Your instructions: Beginning with the line that contains "point: man's neck", transcribe every line through the end of the entries exactly as written, and reproduce nothing else.
Available data Block Start
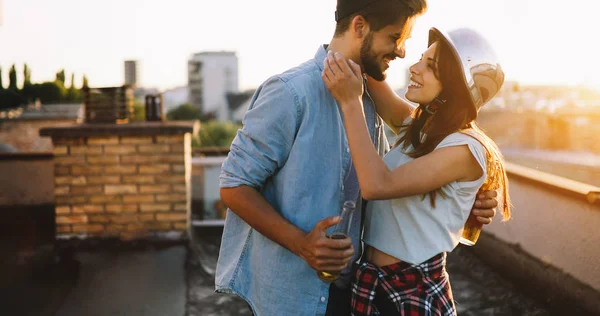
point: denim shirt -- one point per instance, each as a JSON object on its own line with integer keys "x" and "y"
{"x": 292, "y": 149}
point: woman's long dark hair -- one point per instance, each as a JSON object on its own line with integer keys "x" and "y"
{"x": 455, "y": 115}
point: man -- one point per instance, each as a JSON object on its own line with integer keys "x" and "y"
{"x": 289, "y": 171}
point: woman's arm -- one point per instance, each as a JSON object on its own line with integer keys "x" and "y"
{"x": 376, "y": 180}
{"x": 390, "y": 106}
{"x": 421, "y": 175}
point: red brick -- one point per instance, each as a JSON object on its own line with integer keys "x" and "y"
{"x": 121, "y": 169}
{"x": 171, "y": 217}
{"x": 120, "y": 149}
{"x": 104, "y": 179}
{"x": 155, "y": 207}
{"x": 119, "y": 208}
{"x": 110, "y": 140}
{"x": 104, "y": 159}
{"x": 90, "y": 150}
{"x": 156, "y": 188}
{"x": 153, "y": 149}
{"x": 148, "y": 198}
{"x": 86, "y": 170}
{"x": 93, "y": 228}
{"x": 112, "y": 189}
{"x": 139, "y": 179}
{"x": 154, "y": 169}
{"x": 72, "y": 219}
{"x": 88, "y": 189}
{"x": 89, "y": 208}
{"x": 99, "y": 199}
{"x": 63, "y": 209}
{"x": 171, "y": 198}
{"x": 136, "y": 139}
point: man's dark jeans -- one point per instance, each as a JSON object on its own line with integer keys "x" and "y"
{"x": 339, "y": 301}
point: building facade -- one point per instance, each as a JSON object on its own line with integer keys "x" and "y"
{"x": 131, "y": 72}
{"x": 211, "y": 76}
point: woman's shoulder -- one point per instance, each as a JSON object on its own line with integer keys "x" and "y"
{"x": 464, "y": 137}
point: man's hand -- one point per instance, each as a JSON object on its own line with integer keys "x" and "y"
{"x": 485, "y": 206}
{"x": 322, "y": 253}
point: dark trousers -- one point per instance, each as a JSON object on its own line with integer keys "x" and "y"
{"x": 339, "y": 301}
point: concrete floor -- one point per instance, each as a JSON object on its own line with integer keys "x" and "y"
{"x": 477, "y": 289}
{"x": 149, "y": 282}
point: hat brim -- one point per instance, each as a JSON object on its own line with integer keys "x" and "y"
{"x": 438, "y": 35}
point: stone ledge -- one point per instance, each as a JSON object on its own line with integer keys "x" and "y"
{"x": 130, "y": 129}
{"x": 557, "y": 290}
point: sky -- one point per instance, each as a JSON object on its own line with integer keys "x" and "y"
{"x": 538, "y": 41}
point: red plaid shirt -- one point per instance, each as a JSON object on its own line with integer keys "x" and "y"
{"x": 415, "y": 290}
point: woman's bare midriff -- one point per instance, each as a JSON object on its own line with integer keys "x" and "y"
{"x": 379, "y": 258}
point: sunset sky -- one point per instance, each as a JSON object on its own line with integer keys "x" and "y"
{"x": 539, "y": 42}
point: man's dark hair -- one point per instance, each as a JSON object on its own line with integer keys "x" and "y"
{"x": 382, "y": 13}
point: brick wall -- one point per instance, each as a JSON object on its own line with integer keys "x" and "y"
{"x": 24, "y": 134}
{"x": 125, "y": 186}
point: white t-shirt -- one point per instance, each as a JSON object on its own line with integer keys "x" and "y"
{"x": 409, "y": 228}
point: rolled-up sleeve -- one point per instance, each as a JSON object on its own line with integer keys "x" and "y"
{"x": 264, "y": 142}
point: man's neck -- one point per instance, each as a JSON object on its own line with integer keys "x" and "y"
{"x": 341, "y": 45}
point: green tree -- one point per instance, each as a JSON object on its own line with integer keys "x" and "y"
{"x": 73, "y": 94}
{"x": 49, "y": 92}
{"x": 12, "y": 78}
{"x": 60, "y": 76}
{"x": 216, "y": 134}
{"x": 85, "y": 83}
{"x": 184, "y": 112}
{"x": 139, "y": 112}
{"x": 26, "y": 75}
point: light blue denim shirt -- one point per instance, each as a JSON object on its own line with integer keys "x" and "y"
Available data Block End
Task answer:
point: man's neck -- one point per instance, each as a JSON object on its own line with integer keys "x" and "y"
{"x": 341, "y": 45}
point: green tree -- one point per instance, each as a JSON object on its own line with integer keys "x" and "y"
{"x": 73, "y": 94}
{"x": 49, "y": 92}
{"x": 12, "y": 78}
{"x": 60, "y": 76}
{"x": 216, "y": 134}
{"x": 85, "y": 83}
{"x": 184, "y": 112}
{"x": 139, "y": 112}
{"x": 26, "y": 75}
point: light blue denim shirt -- one point per instance, each as a JSON object on its own line with integer keys "x" and "y"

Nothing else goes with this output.